- [THE TASK]:
Skipping the images, transcribe each record below as it is.
*** DATA SHOWN ***
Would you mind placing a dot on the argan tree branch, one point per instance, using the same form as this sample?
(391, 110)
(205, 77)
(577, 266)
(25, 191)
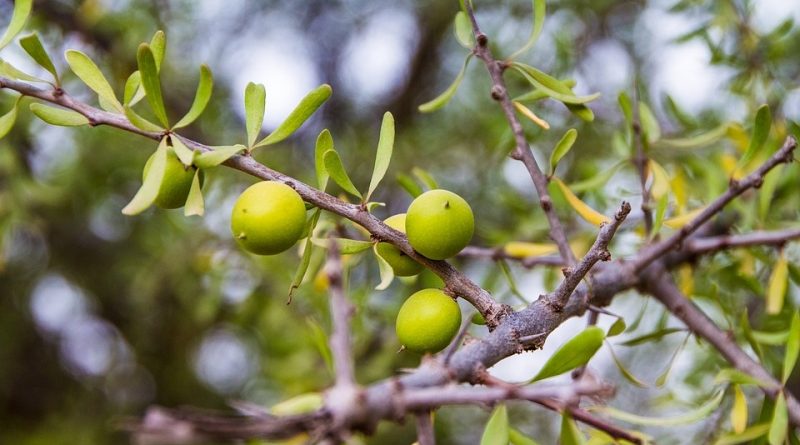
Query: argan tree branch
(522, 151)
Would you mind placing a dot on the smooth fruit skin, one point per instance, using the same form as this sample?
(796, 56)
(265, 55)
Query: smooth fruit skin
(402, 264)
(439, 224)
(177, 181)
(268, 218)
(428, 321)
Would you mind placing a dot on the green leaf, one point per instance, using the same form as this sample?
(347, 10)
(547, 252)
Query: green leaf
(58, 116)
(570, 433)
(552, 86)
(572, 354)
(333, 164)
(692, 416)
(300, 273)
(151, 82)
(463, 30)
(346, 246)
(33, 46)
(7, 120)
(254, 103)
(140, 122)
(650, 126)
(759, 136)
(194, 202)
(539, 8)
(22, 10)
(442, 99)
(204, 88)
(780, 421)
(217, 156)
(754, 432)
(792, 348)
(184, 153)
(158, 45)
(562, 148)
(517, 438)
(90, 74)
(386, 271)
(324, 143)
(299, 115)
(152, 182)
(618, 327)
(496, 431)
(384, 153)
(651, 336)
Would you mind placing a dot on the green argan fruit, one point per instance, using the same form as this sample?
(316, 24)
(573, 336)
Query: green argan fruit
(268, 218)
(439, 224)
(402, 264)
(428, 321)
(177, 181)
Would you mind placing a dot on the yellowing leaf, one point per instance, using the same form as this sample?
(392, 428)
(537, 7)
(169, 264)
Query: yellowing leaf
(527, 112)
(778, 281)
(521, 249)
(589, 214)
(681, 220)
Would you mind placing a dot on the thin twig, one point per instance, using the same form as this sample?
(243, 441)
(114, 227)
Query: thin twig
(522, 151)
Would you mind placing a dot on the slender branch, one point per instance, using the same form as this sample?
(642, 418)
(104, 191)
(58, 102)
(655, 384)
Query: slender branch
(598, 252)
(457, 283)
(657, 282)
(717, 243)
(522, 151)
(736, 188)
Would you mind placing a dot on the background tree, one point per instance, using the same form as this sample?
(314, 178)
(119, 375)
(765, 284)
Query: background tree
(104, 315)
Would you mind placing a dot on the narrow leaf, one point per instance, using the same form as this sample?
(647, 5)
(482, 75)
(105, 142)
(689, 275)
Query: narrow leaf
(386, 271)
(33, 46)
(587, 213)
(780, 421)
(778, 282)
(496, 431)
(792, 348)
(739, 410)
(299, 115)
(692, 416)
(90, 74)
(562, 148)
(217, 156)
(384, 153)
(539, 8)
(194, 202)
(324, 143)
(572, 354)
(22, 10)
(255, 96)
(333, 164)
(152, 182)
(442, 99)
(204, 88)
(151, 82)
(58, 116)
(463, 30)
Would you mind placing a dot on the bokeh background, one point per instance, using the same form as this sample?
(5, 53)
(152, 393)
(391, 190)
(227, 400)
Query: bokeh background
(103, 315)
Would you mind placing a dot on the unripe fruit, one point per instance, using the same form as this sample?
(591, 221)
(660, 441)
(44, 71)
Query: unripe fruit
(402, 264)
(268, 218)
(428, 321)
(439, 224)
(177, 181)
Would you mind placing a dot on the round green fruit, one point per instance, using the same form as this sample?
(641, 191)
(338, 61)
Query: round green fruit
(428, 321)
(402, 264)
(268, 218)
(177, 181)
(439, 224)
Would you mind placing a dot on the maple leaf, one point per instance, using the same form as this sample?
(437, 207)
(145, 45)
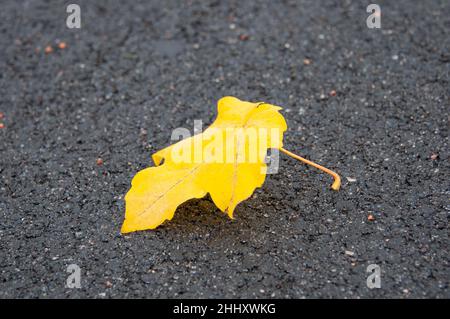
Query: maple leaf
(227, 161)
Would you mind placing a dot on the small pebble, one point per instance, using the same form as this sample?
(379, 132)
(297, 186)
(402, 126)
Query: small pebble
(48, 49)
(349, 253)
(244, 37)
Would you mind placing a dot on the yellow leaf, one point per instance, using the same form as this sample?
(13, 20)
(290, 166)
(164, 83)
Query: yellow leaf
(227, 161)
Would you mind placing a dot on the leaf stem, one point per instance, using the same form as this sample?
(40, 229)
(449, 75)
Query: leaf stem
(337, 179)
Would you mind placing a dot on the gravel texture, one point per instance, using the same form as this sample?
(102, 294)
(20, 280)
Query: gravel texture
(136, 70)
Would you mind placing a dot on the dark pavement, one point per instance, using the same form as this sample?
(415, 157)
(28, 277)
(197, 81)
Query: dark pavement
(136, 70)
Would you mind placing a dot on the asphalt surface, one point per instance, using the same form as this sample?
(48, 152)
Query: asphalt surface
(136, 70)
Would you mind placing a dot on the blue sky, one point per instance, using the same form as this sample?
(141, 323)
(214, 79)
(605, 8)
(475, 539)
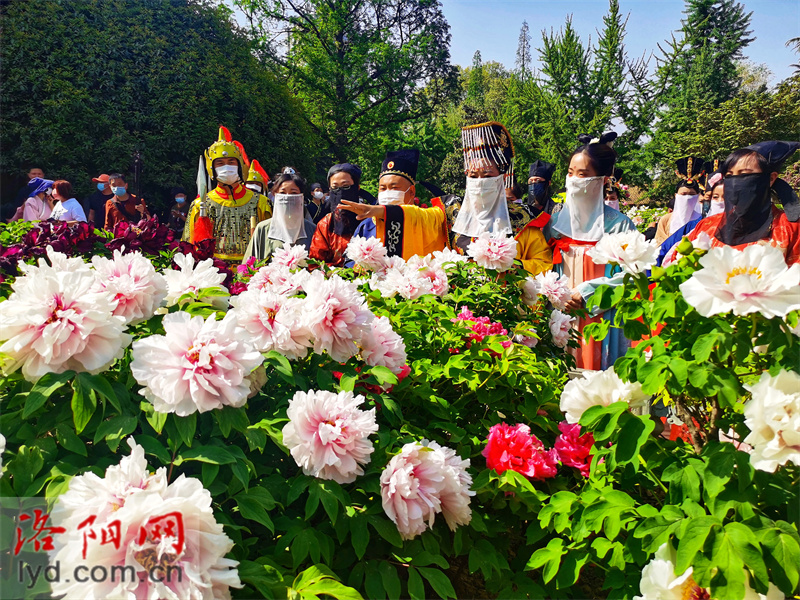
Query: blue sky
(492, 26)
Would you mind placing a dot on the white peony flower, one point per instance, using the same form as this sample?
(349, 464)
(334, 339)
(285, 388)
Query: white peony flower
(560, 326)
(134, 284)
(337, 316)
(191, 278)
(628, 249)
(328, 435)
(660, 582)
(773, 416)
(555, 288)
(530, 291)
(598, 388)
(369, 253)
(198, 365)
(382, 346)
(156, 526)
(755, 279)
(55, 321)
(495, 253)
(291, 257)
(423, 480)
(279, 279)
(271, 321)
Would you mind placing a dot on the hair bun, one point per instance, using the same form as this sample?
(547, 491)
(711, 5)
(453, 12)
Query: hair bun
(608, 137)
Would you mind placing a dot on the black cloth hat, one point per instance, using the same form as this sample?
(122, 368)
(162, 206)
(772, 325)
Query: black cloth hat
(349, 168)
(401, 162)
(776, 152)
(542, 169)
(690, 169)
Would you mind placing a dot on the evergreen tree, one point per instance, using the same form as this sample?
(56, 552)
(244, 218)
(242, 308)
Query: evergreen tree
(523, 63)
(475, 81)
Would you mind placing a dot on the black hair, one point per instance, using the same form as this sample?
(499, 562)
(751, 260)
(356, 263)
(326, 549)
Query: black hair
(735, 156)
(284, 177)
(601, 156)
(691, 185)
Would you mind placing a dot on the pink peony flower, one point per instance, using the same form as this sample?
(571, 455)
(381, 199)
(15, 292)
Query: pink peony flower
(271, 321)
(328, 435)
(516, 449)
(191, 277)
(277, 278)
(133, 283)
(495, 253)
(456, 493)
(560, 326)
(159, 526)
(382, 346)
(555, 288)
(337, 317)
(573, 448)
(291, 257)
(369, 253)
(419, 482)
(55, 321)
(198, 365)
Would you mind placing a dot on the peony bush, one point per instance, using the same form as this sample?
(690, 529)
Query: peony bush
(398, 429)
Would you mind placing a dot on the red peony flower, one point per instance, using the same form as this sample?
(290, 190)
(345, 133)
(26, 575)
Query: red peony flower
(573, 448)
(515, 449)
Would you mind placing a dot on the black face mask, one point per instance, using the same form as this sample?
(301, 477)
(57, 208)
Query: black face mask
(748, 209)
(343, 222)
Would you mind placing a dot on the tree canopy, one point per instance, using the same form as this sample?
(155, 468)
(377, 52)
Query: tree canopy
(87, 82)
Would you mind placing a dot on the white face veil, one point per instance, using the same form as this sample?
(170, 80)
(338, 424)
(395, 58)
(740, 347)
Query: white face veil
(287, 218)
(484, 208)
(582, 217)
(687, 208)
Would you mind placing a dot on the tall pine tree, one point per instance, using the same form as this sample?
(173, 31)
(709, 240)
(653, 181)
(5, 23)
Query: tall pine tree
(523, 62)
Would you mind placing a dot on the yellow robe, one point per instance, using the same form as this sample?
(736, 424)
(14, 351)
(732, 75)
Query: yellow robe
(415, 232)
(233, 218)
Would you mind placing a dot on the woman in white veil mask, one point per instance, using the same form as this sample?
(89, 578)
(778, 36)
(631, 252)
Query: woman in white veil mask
*** End of DATA SHOWN ***
- [EXERCISE RESULT]:
Would you mind placing a dot on the argan tree branch, one point per instance, using the same form as this sample?
(391, 110)
(205, 77)
(577, 266)
(25, 191)
Query: argan tree branch
(522, 151)
Would you mind placing a dot on the smooth fruit skin, one point per instance, using the same form as this sample?
(796, 56)
(265, 55)
Query: smooth fruit skin
(402, 264)
(439, 224)
(177, 181)
(268, 218)
(428, 321)
Would you mind placing a dot on the green leaf, one point per instance, using the same form as this sample?
(347, 10)
(547, 252)
Query: green leaf
(58, 116)
(570, 433)
(552, 86)
(572, 354)
(333, 164)
(692, 416)
(300, 273)
(151, 82)
(463, 30)
(346, 246)
(33, 46)
(7, 120)
(254, 103)
(140, 122)
(650, 126)
(759, 136)
(194, 202)
(539, 8)
(22, 10)
(442, 99)
(204, 88)
(780, 421)
(217, 156)
(754, 432)
(792, 348)
(184, 153)
(158, 45)
(562, 148)
(517, 438)
(90, 74)
(386, 271)
(324, 143)
(299, 115)
(152, 182)
(618, 327)
(496, 431)
(384, 153)
(651, 336)
Would you mind placing a dot on the green argan fruit, one point per instance, using the same form as this sample?
(316, 24)
(573, 336)
Query: green argan fruit
(268, 218)
(439, 224)
(402, 264)
(428, 321)
(177, 181)
Would you mind placing a dot on the yellowing leaf, one point per instance, using the same form as this sample?
(392, 428)
(537, 7)
(169, 264)
Query: yellowing leaf
(527, 112)
(778, 281)
(521, 249)
(589, 214)
(681, 220)
Would you mind placing a dot on the thin twig, one point per instance, using the same form as this sample?
(243, 441)
(114, 227)
Query: thin twig
(522, 151)
Would you mind placing a dot on the slender branch, one point per instance, using the same form as this sample?
(642, 418)
(104, 191)
(58, 102)
(655, 384)
Query: slender branch
(598, 252)
(457, 283)
(657, 282)
(717, 243)
(522, 151)
(736, 188)
Would you mind placing a dot on the background tree, one point per instance, using the same form as this sample?
(314, 178)
(119, 375)
(765, 284)
Query: background tree
(104, 315)
Would you mind placing a dot on the narrow leaf, one point per instance, using the same form as this sample?
(647, 5)
(482, 75)
(105, 142)
(689, 275)
Query: narrow leaf
(386, 271)
(33, 46)
(587, 213)
(780, 421)
(778, 282)
(496, 431)
(792, 348)
(739, 410)
(299, 115)
(692, 416)
(90, 74)
(562, 148)
(217, 156)
(384, 153)
(539, 8)
(194, 202)
(324, 143)
(572, 354)
(22, 10)
(255, 96)
(333, 164)
(152, 182)
(442, 99)
(204, 88)
(151, 82)
(58, 116)
(463, 30)
Would you mind placing a dot on the bokeh background, one point per instance, using the same form as this sample?
(5, 53)
(152, 393)
(391, 190)
(227, 400)
Query: bokeh background
(103, 315)
Would you mind placing a dot on the unripe fruit, one point per instance, using the same form as this sample?
(591, 221)
(660, 441)
(44, 71)
Query: unripe fruit
(402, 264)
(268, 218)
(428, 321)
(439, 224)
(177, 181)
Would you mind placing a dot on the round green fruit, one point per instance, using the same form as this sample?
(641, 191)
(338, 61)
Query: round green fruit
(428, 321)
(402, 264)
(268, 218)
(177, 181)
(439, 224)
Would you mind placing a dot on the maple leaf, one point per instance, using the same form as this sample?
(437, 207)
(145, 45)
Query: maple leaf
(227, 161)
Would you mind placing a dot on the small pebble, one point per instance, using the same form as this sample?
(379, 132)
(297, 186)
(402, 126)
Query: small pebble
(48, 49)
(349, 253)
(244, 37)
Would you mind placing a dot on the yellow leaf, one point per instance, using the same form as this sample?
(13, 20)
(290, 166)
(164, 83)
Query: yellow leaf
(227, 161)
Would you mind placing a dot on the leaf stem, one point per instance, using the same form as this sample?
(40, 229)
(449, 75)
Query: leaf stem
(337, 179)
Would you mind placing a dot on the gravel texture, one point per instance, using the same form as this sample?
(102, 294)
(20, 280)
Query: gravel texture
(136, 70)
Would you mind placing a dot on the dark pavement, one point per instance, using the same form as this sample?
(415, 157)
(28, 277)
(197, 81)
Query: dark pavement
(136, 70)
Would you mind placing a dot on the asphalt surface, one point per instance, using the same form as this sample?
(48, 152)
Query: asphalt surface
(136, 70)
Would you mind placing a dot on the blue sky, one point per instance, using the same form as this sample?
(141, 323)
(214, 79)
(605, 8)
(475, 539)
Query: blue sky
(492, 26)
Would you mind placing a dot on the white peony flower, one point per instance, using the same form as this sample?
(349, 464)
(334, 339)
(285, 388)
Query: white peony flower
(560, 326)
(134, 284)
(337, 316)
(191, 278)
(628, 249)
(328, 435)
(660, 582)
(773, 416)
(555, 288)
(530, 291)
(598, 388)
(369, 253)
(198, 365)
(382, 346)
(156, 526)
(755, 279)
(55, 321)
(495, 253)
(291, 257)
(423, 480)
(279, 279)
(271, 321)
Would you mind placing a dot on the hair bun, one point per instance, using the same form as this sample?
(547, 491)
(711, 5)
(453, 12)
Query: hair bun
(608, 137)
Would you mind placing a dot on the black cloth hat, one point per instance, using the same form as this sample?
(122, 368)
(162, 206)
(772, 325)
Query: black cloth hat
(349, 168)
(401, 162)
(776, 152)
(542, 169)
(690, 169)
Would you mind placing a dot on the evergreen tree, one point per instance, using the same form as this sample?
(56, 552)
(244, 218)
(242, 308)
Query: evergreen tree
(523, 63)
(475, 81)
Would you mind placing a dot on the black hair, one point per instance, using the same form as this sample?
(499, 562)
(751, 260)
(356, 263)
(326, 549)
Query: black hair
(735, 156)
(284, 177)
(601, 156)
(691, 185)
Would you mind placing a dot on the pink peony flower, one point per instance, using the same form as this sample?
(571, 455)
(381, 199)
(15, 292)
Query: pink peony flower
(271, 321)
(328, 435)
(516, 449)
(191, 277)
(277, 278)
(133, 283)
(495, 253)
(456, 493)
(560, 326)
(159, 526)
(382, 346)
(555, 288)
(337, 317)
(573, 448)
(291, 257)
(369, 253)
(419, 482)
(55, 321)
(198, 365)
Would you mind placing a dot on the peony bush, one point per instance, using the same form as this sample?
(690, 529)
Query: peony bush
(398, 429)
Would you mind placing a dot on the red peony flower, one point per instance, using the same form as this sample?
(290, 190)
(345, 133)
(26, 575)
Query: red peony flower
(573, 448)
(515, 449)
Would you mind placing a dot on the black face mask, one point per instance, using the same form as this sample?
(301, 477)
(57, 208)
Query: black face mask
(748, 209)
(343, 222)
Would you mind placing a dot on the tree canopy, one point per instance, using the same form as this sample?
(155, 468)
(377, 52)
Query: tree canopy
(87, 82)
Would you mind placing a dot on the white face veil, one point per instance, using the same form as this sample?
(170, 80)
(338, 424)
(395, 58)
(740, 347)
Query: white face veil
(287, 218)
(484, 208)
(582, 217)
(687, 208)
Would you mind placing a dot on the tall pine tree, one point per instance, using the same form as this sample?
(173, 31)
(709, 240)
(653, 181)
(5, 23)
Query: tall pine tree
(523, 62)
Would you mind placing a dot on the yellow robe, one point per instance, using the same form as this sample?
(736, 424)
(14, 351)
(732, 75)
Query: yellow robe
(415, 232)
(233, 218)
Would you mind placing a dot on the woman in white veil mask, one point per instance, using the same form as this sample?
(89, 578)
(778, 36)
(631, 252)
Query: woman in white veil mask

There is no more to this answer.